(Parts of the exercise):
**1.** From the article on Ruby Duncan and the film about her, list the signs it gives that her name is known to some people.
**2.** In the article on Ruby Duncan, what organization did the small welfare movements in cities across the country ultimately coalesce into?
**3.** Proceed with the article about Ruby Duncan's welfare rights movement, picking up after its final sentence.

Filmmaker Hazel Gurland-Pooler tells the story of Ruby Duncan in her film, ”Storming Caesar’s Palace.” Duncan led a movement for welfare rights and universal basic income in 1970s Las Vegas. (Emma Lee/WHYY)

While Ruby Duncan may not be a household name to many, to some it is. During President Jimmy Carter’s administration she was asked to the White House for a consultation; she continues to press and advise Nevada legislators on poverty issues, in particular U.S. Representative Steven Horsford (D); and there is a school named after her in Las Vegas.

Gurland-Pooler leaned into the visual spectacle of Las Vegas in the 70s, using archival film footage of that era to show the glamor of Sin City and putting those images in contrast to the squalor of the housing on the city’s segregated west side, where Black people who came to Las Vegas in the 30s and 40s to work in the hotels and casinos lived in impoverished conditions.

“Las Vegas is really the perfect setting for a story like this because you can see such opulence, the hotels, gambling, all these corporate casinos, which show money being thrown around,” she said. “People go there literally to lose money.”

While Duncan started organizing mothers receiving welfare to take a more active role in poverty issues in Las Vegas, she was not aware that other small movements in cities across the country were happening simultaneously. Ultimately they would coalesce in the National Welfare Rights Organization.

Duncan also had not been aware that the issues in her predominantly Black community were the same across racial lines.

“No one thinks about poor Black, brown and poor white women and children, and poor seniors,” she said. “We’re all poverty stricken. We’re in the same situation.”

Las Vegas had a unique set of economic circumstances that made it ground zero for welfare reform. Much of its economy is based around the casinos, most of which preferred to hire temporary part-time staff, firing and rehiring them seasonally. In order to keep a pool of low-paid employees available year-round, the casinos would help laid-off workers get on welfare.

If workers wanted to keep getting welfare benefits, they could not look for other jobs until the casinos wanted to hire them back, thusly keeping an entire population of largely Black people in a low-income cycle.

“As we say in the film, the biggest beneficiaries of welfare at the time were the casinos, and the state itself,” said Gurland-Pooler.

Ruby Duncan (left) joins filmmaker Hazel Gurland-Pooler at the Black Star Film Festival in Philadelphia, which premiered Gurland-Pooler’s film about Duncan’s life, ”Storming Caesar’s Palace. (Emma Lee/WHYY)

Duncan said the best thing that happened to her in the 1960s was to enroll in job training through the state welfare program. Not just because it taught her a new vocational skill, but mostly because it put her in a room with other mothers receiving welfare.

They talked. They shared stories. They met outside of work. The mothers formed a powerful mutual aid group that turned into a reform movement.

(Records shown):
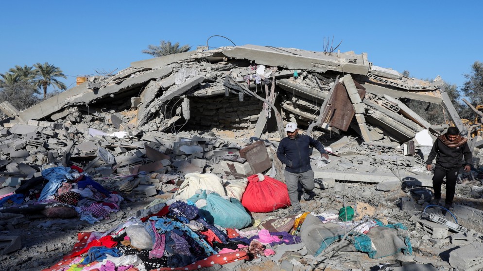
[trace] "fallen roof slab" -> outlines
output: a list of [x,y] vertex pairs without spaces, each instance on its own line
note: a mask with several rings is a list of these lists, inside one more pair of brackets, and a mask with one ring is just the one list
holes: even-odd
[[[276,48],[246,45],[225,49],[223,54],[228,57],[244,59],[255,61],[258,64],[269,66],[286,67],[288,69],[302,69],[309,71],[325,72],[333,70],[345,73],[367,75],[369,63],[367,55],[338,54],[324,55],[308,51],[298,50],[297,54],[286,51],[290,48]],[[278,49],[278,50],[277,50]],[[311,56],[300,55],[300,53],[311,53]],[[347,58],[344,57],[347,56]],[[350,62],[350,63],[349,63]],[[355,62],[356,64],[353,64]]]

...

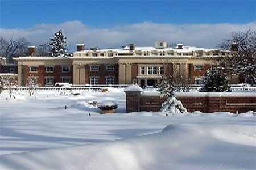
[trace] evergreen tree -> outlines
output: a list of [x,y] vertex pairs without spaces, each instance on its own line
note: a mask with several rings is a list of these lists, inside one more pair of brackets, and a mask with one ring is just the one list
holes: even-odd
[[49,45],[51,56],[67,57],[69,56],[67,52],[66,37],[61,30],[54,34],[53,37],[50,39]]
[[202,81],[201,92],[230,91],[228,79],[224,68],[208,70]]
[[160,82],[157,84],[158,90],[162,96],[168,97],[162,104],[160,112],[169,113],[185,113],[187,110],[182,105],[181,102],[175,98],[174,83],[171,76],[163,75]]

(Answers by item number):
**1.**
- During President Jimmy Carter's administration, she was asked to the White House for a consultation.
- She continues to press and advise Nevada legislators on poverty issues, in particular U.S. Representative Steven Horsford (D).
- There is a school named after her in Las Vegas.

**2.** The National Welfare Rights Organization.

**3.**
“Those great women, you know, you don’t catch hundreds and hundreds of women coming together like glue, without fighting,” said Duncan. “They are human. I am human. We got, sometimes, a little pissed. We could have a problem, but nothing kept us apart. Our children had to have the best. That’s what made the difference.”

Duncan never stopped fighting. She now gets around using an electric mobility scooter, and in the film we see her rolling through the Nevada state house meeting legislators. While she believes a new generation of people needs to take up the baton of poverty activism, she says she can’t be the one to lead them.

“My brain never stopped. My mind never stopped rolling. I just wished I could pull this out and put it into the heads of people that don’t understand that they have the power,” she said. “I want them to vote.”

The welfare system that Duncan raised her children in no longer exists. The AFDC was shut down by President Clinton in 1997, replaced with the more restrictive Temporary Assistance for Needy Families (TANF).

Public assistance now comes in many forms, including Supplemental Nutrition Program (SNAP, formerly food stamps), and a similar program for Women, Infants and Children (WIC),  administered by states which can decide for themselves how to distribute funds.

There was also the Earned Income Tax Credit for low-income families, which was enhanced during the COVID-19 pandemic. But earlier this year Republicans in Congress did not renew the policy. Politicians may or may not bring it back.

“The thing to remember is that poverty is a choice in this country. It’s a policy decision that’s being made by our politicians,” said Gurland-Pooler. “It doesn’t have to be that way.”

“Storming Caesars Palace” will not be screened again during the BlackStar festival. Gurland-Pooler said the documentary will be broadcast on PBS’s Independent Lens next year. Until then she plans to screen it in as many festivals and schools as she can.

The Black Star Film Festival hosted the premiere of ”Storming Caesar’s Palace,” a film about activist Ruby Duncan who led a welfare rights movement in Las Vegas in the 1970s. (Emma Lee/WHYY)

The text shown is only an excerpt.